▶ WHAT TO DO
What lines of the data include the string "record"? Copy them all.

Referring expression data

# # # #

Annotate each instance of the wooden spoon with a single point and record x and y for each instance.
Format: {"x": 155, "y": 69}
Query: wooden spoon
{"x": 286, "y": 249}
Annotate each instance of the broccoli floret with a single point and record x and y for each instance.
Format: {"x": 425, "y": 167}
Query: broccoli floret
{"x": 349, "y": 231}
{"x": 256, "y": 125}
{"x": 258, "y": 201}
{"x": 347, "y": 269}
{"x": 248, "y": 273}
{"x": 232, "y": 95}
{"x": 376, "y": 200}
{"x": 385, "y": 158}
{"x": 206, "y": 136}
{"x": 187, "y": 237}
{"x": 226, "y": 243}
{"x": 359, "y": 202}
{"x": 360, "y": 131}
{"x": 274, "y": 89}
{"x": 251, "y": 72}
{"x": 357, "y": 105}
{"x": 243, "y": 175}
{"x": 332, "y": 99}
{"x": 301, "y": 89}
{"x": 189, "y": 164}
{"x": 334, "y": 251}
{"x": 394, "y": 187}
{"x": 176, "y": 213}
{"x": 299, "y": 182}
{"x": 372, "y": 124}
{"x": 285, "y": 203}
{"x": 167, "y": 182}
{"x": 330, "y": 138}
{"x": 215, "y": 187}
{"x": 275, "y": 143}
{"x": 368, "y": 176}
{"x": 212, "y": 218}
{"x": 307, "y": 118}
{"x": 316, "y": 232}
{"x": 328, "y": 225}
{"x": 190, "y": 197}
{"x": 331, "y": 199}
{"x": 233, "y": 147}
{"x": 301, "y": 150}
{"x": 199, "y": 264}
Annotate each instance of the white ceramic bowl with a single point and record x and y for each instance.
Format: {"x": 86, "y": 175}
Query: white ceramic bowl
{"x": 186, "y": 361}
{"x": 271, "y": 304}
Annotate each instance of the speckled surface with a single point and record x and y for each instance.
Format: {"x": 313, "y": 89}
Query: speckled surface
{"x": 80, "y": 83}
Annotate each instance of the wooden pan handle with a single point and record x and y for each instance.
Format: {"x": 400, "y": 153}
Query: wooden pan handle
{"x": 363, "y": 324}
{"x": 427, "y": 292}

# # # #

▶ SOLUTION
Annotate each instance of the wooden spoon with a single point and record x and y for each instance.
Annotate each instance of the broccoli floret with a single point and record x and y for each instance.
Annotate each instance of the white ceramic bowl with a single point and record x and y for each instance.
Annotate each instance of the speckled surface with a single point and record x and y for each instance.
Annotate each instance of the wooden pan handle with a single point and record x and y for each instance.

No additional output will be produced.